Billy the Kid and the parallel universe


So many different versions of The Kid’s life have bubbled to surface over the years


By Rob Carrigan, robcarrigan1@gmail.com

More than a few times, while working as a reporter and covering a specific event, I have read accounts of the same event by other reporters in the morning paper and wondered if we were in the same universe the night before. History can be the same way, I think. Consider the legend of Billy the Kid.
“I don’t blame you for writing of me as you have. You had to believe other stories, but then I don’t know if any one would believe anything good of me anyway,” according to Billy the Kid's comment to a Las Vegas (New Mexico) Gazette reporter in December of 1880.
So many different versions of The Kid’s life have bubbled to surface over the years, it is difficult, perhaps impossible, to separate fact from fiction, real from make-believe.
Popularity of the story and embellishments in the form of fabrication, speculation, and supposition for the last 130 years, only add to the difficulty in locating the truth.
Historians generally can’t agree on his date of birth, his real name, where he was from, crimes he committed, number of men he killed, or even when he was killed. Shoot, they can’t even decide if he shot people with his left hand, right hand, or both.
The origins of the legend may explain some of that.
===============
EXERCISE 1:
From the article on Billy the Kid, list every point that historians generally can't agree on about him.
EXERCISE 2:
According to the article on Billy the Kid, to which newspaper's reporter did he make his quoted comment, and in what month and year?

COLLECTED DATA:
===============
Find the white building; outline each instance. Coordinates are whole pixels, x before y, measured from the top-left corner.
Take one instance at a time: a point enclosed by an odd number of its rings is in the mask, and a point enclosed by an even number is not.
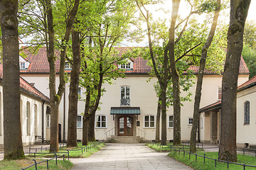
===============
TASK SOLUTION 1:
- His date of birth
- His real name
- Where he was from
- The crimes he committed
- The number of men he killed
- When he was killed
- Whether he shot people with his left hand, right hand, or both

TASK SOLUTION 2:
A Las Vegas (New Mexico) Gazette reporter, in December 1880.